* EXCERPTED TEXT:
-- begin --
During his investigation, he was told by the local official: “. . . if you renounce your religion you will receive clothes and money, and your life will be spared.” Father Wang calmly informed his judge that he was a priest, reasserted his faith in God, and asked to be executed on the grounds of his church, which had just been destroyed by the Boxers.

The Boxer Rebellion, Boxer Uprising or Yihetuan Movement was a violent anti-foreign and anti-Christian movement which took place in China towards the end of the Qing dynasty between 1898 and 1900. It was initiated by the Militia United in Righteousness (Yihetuan), known in English as the “Boxers”, and was motivated by proto-nationalist sentiments and opposition to foreign imperialism and Christianity. The Great Powers intervened and defeated Chinese forces.

The uprising took place against a background of severe drought, and the disruption caused by the growth of foreign spheres of influence. After several months of growing violence against foreign and Christian presence in Shandong and the North China plain, in June 1900 Boxer fighters, convinced they were invulnerable to foreign weapons, converged on Beijing with the slogan “Support the Qing, exterminate the foreigners.”

Foreigners and Chinese Christians sought refuge in the Legation Quarter. In response to reports of an armed invasion to lift the siege, the initially hesitant Empress Dowager Cixi supported the Boxers and on June 21 authorized war on foreign powers. Diplomats, foreign civilians and soldiers, and Chinese Christians in the Legation Quarter were under siege by the Imperial Army of China and the Boxers for 55 days. Chinese officialdom was split between those supporting the Boxers and those favoring conciliation, led by Prince Qing.

The supreme commander of the Chinese forces, Ronglu, later claimed that he acted to protect the besieged foreigners. The Eight-Nation Alliance, after being initially turned back, brought 20,000 armed troops to China, defeated the Imperial Army, and captured Beijing (Peking) on August 14, lifting the siege of the Legations. Uncontrolled plunder of the capital and the surrounding countryside ensued, along with the summary execution of those suspected of being Boxers.

The Boxer Protocol of September 7, 1901 provided for the execution of government officials who had supported the Boxers, provisions for foreign troops to be stationed in Beijing, and an indemnity of 450 million taels of silver – more than the government’s annual tax revenue, to be paid as indemnity over a course of thirty-nine years to the eight nations involved.
-- end --
* GOAL: According to the excerpt on the Boxer Rebellion, on what date did the Eight-Nation Alliance capture Beijing? The material that comes next has nothing to do with this.

* AVAILABLE DATA:
-- begin --
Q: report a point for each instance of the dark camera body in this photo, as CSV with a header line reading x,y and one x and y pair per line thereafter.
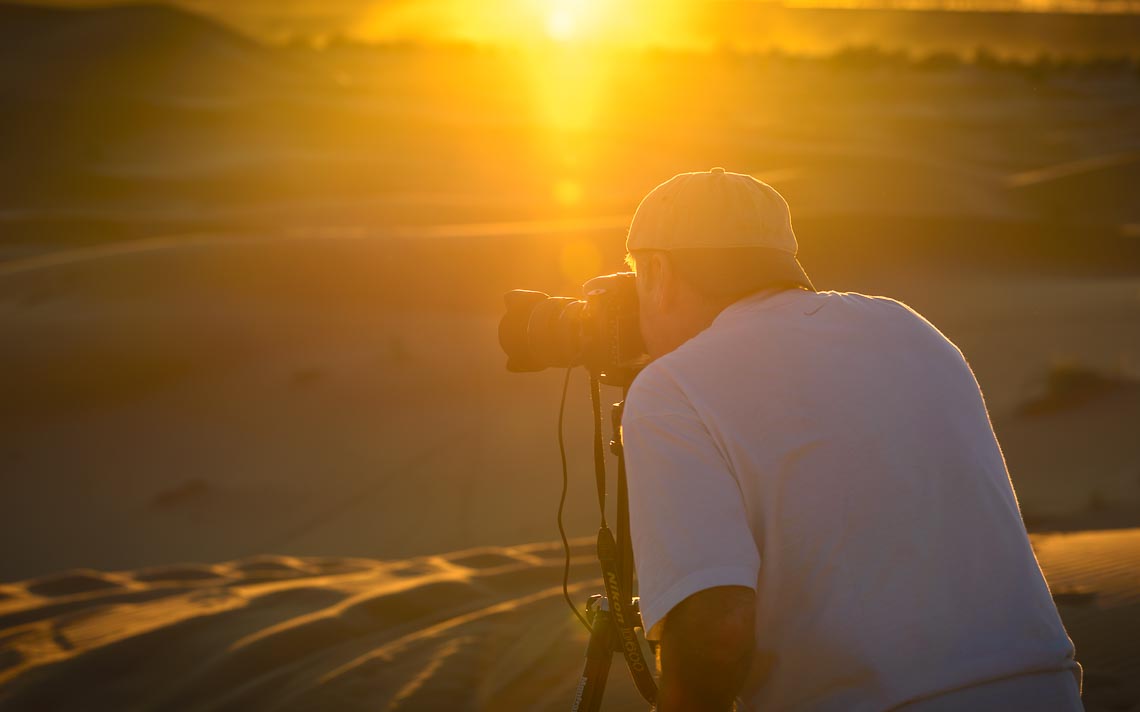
x,y
601,332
-- end --
* SOLUTION TO THIS EXERCISE: August 14.